## Page excerpt
The opinion of the court was delivered by: Judge Edmond E. Chang


Plaintiff Ethel Toney alleges that Defendant Capital One Auto Finance, Inc. violated the Equal Credit Opportunity Act, 15 U.S.C. § 1691 et seq., (Count 2) and the Illinois Consumer Fraud Act, 815 ILCS 505/2, (Count 3) in connection with a vehicle financing agreement between Toney and Capital One.*fn1 Capital One has moved to dismiss [R. 46] both claims pursuant to Federal Rule of Civil Procedure 12(b)(6). For the following reasons, the Court grants the motion to dismiss.


In evaluating a motion to dismiss, the Court must accept as true the complaint's factual allegations. In September 2008, Ethel Toney contracted to buy a 2006 Dodge Charger from a car dealership, and Defendant Capital One agreed to finance the purchase. R. 40 (Compl.) ¶¶ 30-37.*fn2 Toney, who was homebound and did not have a current Illinois driver's license, intended to only be a co-signer on the loan for her son, Vince. Id. ¶¶ 17-20. A salesman from the car dealership, Norwood Park Dodge, told Toney that if she entered into a financing agreement to buy the car, Vince would be able to refinance the vehicle in his name after four months of timely payments. Id. ¶ 18. The salesman also represented that Capital One would only finance the car if Toney paid $2,000 for a service contract. Id. ¶¶ 33-35. Toney provided the salesman with her expired driver's license and proof of her monthly income, which totaled $1,030 in social security disability insurance and widow's pension and benefits. Id. ¶¶ 24, 29. Toney also provided a $1,900 down payment and $220 to apply to insurance costs. Id. ¶ 25.

## Data excerpts

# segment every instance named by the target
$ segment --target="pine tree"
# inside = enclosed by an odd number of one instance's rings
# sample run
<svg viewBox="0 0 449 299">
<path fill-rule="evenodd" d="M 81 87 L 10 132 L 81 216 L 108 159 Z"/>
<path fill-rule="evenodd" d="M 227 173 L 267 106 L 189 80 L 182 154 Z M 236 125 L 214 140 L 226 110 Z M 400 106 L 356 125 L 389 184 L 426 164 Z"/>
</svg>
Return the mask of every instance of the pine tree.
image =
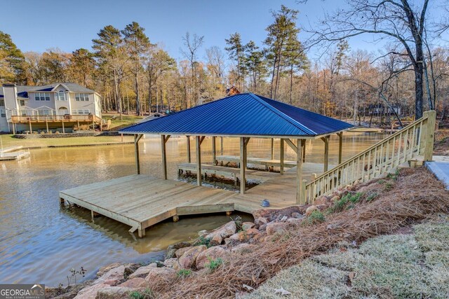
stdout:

## Written tasks
1/ According to the court opinion excerpt, why does the Court accept as true the factual allegations in the complaint? Answer in one to three sentences.
2/ From the court opinion excerpt, extract the passage between "Plaintiff Ethel Toney" and "motion to dismiss.", inclusive.
3/ Decide whether each statement agrees with the court opinion excerpt, answering yes or no and quoting the words of the excerpt that settle it: (a) The car Toney contracted to buy was a 2006 Dodge Charger. (b) Toney's monthly income totaled $1,900. (c) The salesman said Vince could refinance the vehicle in his name after six months of timely payments.

## Results of the tasks
1/ The Court accepts the complaint's factual allegations as true because it is evaluating a motion to dismiss. The excerpt states that in evaluating such a motion, the Court must accept those allegations as true.

2/
Plaintiff Ethel Toney alleges that Defendant Capital One Auto Finance, Inc. violated the Equal Credit Opportunity Act, 15 U.S.C. § 1691 et seq., (Count 2) and the Illinois Consumer Fraud Act, 815 ILCS 505/2, (Count 3) in connection with a vehicle financing agreement between Toney and Capital One.*fn1 Capital One has moved to dismiss [R. 46] both claims pursuant to Federal Rule of Civil Procedure 12(b)(6). For the following reasons, the Court grants the motion to dismiss.

3/
(a) Yes: "Ethel Toney contracted to buy a 2006 Dodge Charger from a car dealership"
(b) No: "proof of her monthly income, which totaled $1,030 in social security disability insurance and widow's pension and benefits"
(c) No: "Vince would be able to refinance the vehicle in his name after four months of timely payments"